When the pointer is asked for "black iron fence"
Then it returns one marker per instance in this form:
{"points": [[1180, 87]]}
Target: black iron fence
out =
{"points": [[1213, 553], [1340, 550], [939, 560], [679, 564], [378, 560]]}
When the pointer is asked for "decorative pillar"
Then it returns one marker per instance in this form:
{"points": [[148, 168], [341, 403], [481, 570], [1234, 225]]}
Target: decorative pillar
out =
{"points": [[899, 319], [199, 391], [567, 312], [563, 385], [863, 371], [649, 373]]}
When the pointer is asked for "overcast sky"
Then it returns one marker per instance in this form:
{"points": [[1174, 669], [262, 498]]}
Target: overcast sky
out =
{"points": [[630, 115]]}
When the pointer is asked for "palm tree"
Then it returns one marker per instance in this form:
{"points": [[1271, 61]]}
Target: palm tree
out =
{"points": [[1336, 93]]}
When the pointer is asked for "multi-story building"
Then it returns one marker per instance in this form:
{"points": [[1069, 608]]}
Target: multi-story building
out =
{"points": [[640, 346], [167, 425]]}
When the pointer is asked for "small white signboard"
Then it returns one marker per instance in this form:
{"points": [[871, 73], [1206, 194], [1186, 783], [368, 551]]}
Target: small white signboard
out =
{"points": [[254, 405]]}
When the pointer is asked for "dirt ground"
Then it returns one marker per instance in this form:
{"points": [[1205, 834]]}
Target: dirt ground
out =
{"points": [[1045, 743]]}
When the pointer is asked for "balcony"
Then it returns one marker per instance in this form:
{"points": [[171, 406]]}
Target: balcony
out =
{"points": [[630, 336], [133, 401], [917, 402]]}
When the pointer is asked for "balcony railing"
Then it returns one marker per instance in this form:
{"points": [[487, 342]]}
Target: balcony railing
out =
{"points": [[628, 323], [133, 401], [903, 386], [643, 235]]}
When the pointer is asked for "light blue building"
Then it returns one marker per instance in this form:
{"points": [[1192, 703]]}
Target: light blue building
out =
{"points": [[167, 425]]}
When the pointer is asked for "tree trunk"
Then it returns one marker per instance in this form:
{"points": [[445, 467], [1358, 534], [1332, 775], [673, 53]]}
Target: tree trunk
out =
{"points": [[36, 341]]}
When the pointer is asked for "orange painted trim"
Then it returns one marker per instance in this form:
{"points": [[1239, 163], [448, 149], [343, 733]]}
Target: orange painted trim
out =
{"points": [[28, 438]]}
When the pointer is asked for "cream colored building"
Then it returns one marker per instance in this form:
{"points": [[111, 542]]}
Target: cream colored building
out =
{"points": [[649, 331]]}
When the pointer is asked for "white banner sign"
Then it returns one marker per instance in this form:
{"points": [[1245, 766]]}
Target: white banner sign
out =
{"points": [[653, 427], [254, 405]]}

* * *

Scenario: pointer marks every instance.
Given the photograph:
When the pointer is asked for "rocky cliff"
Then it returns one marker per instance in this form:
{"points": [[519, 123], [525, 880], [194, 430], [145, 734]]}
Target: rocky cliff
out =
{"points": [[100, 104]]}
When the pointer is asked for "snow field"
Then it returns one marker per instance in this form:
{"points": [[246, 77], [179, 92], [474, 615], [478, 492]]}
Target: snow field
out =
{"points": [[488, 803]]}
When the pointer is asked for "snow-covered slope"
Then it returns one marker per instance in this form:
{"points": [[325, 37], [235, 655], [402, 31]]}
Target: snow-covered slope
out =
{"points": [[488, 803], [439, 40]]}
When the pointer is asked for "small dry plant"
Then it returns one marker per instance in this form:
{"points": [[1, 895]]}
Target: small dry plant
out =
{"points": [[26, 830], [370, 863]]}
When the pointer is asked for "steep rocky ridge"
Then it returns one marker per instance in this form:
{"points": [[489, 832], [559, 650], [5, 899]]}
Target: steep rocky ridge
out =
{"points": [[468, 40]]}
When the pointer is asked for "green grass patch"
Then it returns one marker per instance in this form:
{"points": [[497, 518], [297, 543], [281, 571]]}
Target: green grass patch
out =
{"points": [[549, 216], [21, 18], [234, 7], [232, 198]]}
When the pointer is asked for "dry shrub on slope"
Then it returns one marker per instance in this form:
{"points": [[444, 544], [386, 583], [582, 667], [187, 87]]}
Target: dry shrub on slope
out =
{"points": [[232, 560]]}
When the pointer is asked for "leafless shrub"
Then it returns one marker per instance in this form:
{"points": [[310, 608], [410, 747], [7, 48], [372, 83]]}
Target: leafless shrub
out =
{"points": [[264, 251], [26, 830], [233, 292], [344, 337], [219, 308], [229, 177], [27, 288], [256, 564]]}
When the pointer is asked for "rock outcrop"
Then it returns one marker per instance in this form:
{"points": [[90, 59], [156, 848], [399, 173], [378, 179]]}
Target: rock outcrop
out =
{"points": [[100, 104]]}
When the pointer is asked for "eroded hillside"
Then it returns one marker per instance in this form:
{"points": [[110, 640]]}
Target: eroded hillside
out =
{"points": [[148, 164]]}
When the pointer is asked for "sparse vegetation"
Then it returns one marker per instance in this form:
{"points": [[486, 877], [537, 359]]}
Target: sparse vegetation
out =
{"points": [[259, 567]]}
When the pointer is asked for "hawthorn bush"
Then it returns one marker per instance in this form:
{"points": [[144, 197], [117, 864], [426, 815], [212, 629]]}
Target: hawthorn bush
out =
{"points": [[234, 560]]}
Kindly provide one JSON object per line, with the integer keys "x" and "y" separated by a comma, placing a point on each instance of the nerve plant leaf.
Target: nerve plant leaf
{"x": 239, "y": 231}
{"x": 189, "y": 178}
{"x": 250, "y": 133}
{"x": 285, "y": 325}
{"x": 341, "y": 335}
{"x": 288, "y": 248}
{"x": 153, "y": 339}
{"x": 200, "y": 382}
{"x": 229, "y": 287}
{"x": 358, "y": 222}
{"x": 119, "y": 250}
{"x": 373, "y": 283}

---

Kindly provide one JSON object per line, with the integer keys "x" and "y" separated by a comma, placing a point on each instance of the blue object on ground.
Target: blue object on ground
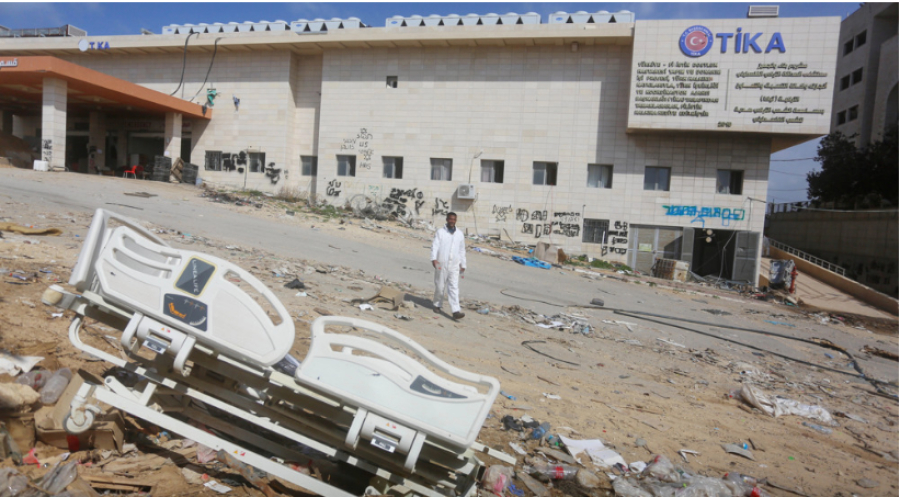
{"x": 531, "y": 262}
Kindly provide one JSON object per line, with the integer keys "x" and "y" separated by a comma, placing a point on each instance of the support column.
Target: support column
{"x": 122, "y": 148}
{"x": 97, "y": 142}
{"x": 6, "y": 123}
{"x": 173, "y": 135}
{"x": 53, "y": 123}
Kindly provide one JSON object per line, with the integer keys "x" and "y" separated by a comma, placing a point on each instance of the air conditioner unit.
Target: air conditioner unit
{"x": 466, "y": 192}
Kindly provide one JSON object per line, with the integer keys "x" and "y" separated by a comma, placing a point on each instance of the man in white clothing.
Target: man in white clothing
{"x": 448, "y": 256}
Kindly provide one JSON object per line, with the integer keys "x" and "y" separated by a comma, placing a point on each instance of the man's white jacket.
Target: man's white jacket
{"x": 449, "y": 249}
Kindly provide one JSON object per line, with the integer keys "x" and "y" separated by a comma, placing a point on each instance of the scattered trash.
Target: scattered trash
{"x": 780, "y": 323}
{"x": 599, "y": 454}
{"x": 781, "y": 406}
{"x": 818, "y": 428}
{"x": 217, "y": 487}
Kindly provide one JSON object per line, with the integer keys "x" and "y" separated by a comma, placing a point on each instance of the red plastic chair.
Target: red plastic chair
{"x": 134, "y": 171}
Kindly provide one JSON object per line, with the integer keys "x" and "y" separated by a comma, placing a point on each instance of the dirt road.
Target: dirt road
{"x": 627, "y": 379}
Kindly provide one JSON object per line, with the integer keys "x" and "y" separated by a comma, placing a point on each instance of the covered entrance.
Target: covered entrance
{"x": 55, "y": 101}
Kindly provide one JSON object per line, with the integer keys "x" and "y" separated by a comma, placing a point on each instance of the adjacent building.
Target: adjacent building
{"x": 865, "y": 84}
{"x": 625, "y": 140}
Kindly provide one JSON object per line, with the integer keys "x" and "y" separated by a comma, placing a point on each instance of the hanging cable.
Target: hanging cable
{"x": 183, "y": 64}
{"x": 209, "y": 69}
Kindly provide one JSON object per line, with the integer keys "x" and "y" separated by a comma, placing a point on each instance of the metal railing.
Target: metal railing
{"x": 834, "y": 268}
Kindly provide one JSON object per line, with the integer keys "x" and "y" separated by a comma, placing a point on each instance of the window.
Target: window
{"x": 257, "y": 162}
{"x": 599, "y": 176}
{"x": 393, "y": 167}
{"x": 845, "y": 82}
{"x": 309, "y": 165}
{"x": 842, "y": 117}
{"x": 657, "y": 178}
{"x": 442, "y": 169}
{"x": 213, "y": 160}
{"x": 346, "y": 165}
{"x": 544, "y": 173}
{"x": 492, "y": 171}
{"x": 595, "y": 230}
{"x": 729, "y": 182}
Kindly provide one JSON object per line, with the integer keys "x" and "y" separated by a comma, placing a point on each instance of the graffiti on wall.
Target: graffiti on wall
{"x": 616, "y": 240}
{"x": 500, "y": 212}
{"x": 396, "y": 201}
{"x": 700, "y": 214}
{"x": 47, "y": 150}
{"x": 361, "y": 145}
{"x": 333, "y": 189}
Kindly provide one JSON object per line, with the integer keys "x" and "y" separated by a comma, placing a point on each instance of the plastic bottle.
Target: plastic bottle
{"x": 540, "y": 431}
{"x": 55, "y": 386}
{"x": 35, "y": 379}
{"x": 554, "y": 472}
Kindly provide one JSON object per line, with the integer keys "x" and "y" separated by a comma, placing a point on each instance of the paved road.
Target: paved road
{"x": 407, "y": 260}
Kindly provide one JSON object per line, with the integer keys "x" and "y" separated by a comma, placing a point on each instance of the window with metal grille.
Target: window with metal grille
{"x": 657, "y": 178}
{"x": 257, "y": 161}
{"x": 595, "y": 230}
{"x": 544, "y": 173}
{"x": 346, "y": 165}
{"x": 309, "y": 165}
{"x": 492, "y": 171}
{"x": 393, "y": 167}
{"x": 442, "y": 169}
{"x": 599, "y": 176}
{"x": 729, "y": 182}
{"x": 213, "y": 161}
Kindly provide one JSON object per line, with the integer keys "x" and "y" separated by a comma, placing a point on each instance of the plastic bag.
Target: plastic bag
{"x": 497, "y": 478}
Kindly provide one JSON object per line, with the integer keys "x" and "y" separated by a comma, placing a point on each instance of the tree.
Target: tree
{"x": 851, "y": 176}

**YOUR TASK**:
Every line above that holds "overcast" should be copied out.

**SOLVED EXERCISE**:
When the pointer is asked for "overcast sky"
Target: overcast sky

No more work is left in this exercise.